Document section:
####################

I want to kick off with a mention that Reflex Press’s anthology Volume Two, The Real Jazz Baby, has recently won the Best Anthology Award in the 2020 Saboteur Awards.
My story Let Me Be Your Fantasy is featured, together with 160 other authors, and I’m very proud to be a small part of an award-winning selection of great flash fiction.
You can pick up a copy here: The Real Jazz Baby. Congratulations to Reflex Press, and everyone involved!
Writing this update hasn’t been easy, and I can’t even blame a busy schedule; when I’m not grappling with Skype and other working from home challenges, I’m mostly checking the global coronavirus tracker and looking for something to do. My to-do pile is vastly diminished; I’ve cherry-picked the least despicable chores, and I’m now left with painting interior woodwork or clearing out the garage (again). I’m marking time, hopefully looking back at week ten of lockdown in the UK as the darkest time before the dawn.
We’ve had a few health scares and a hospital admission in the extended family, but we all remain (physically) healthy. We’re very lucky that we have space to spread out at home, a garden, no need to travel and the ability to work from home. I don’t even have to commute regularly anymore, so I don’t need to go out ordinarily during the week. I’m also a fan of shopping deliveries when I can get them, so staying indoors through the week is my normal.

####################

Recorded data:
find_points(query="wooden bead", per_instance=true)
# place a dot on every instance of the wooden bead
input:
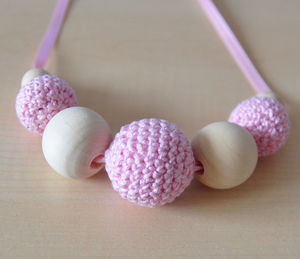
(32, 73)
(228, 153)
(73, 139)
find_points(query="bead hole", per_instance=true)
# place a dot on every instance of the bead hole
(199, 169)
(97, 162)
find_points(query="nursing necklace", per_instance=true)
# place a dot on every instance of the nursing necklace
(150, 162)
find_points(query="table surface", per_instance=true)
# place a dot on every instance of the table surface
(133, 59)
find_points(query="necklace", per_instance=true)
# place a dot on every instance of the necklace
(150, 161)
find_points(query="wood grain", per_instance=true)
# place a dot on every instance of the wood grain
(133, 59)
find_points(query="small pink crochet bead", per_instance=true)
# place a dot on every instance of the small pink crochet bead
(150, 162)
(40, 99)
(267, 121)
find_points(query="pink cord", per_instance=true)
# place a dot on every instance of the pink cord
(51, 34)
(234, 47)
(211, 11)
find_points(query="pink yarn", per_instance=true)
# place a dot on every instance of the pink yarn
(150, 162)
(267, 121)
(40, 99)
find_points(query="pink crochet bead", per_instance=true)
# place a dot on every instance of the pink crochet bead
(150, 162)
(267, 121)
(40, 99)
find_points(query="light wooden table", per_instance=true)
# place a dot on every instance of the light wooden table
(133, 59)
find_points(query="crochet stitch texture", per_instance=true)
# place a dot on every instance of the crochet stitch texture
(150, 162)
(267, 121)
(40, 99)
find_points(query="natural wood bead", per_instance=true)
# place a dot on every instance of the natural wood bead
(228, 154)
(73, 139)
(32, 73)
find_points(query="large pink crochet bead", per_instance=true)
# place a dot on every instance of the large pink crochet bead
(267, 121)
(150, 162)
(40, 99)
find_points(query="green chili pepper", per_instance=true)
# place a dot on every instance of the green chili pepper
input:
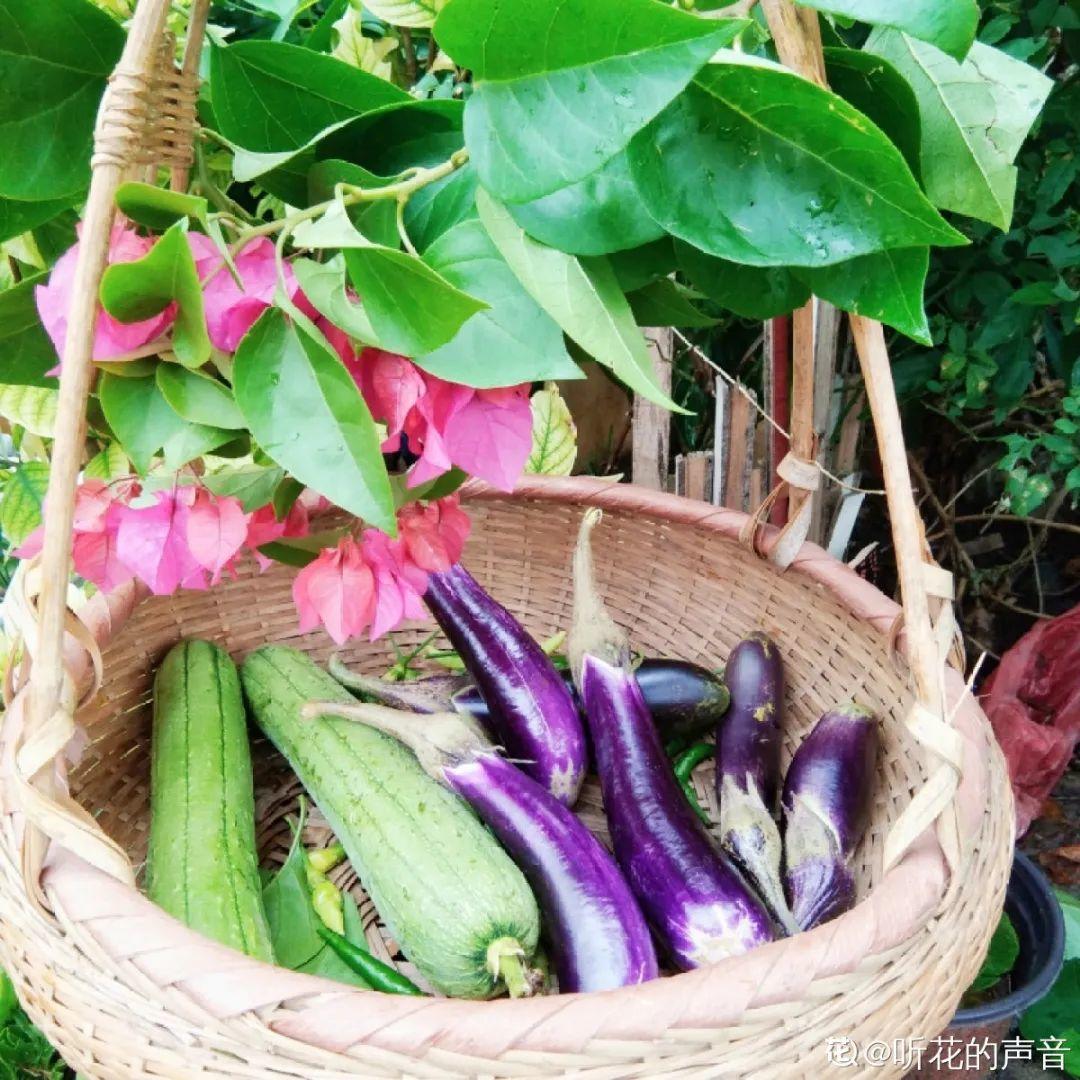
(685, 765)
(323, 860)
(380, 975)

####################

Task description: Write out the lockdown update from the passage that begins at "Writing this update" and stops after "before the dawn.", switching "garage" to "attic". This material has no connection to the text.

Answer to the problem:
Writing this update hasn’t been easy, and I can’t even blame a busy schedule; when I’m not grappling with Skype and other working from home challenges, I’m mostly checking the global coronavirus tracker and looking for something to do. My to-do pile is vastly diminished; I’ve cherry-picked the least despicable chores, and I’m now left with painting interior woodwork or clearing out the attic (again). I’m marking time, hopefully looking back at week ten of lockdown in the UK as the darkest time before the dawn.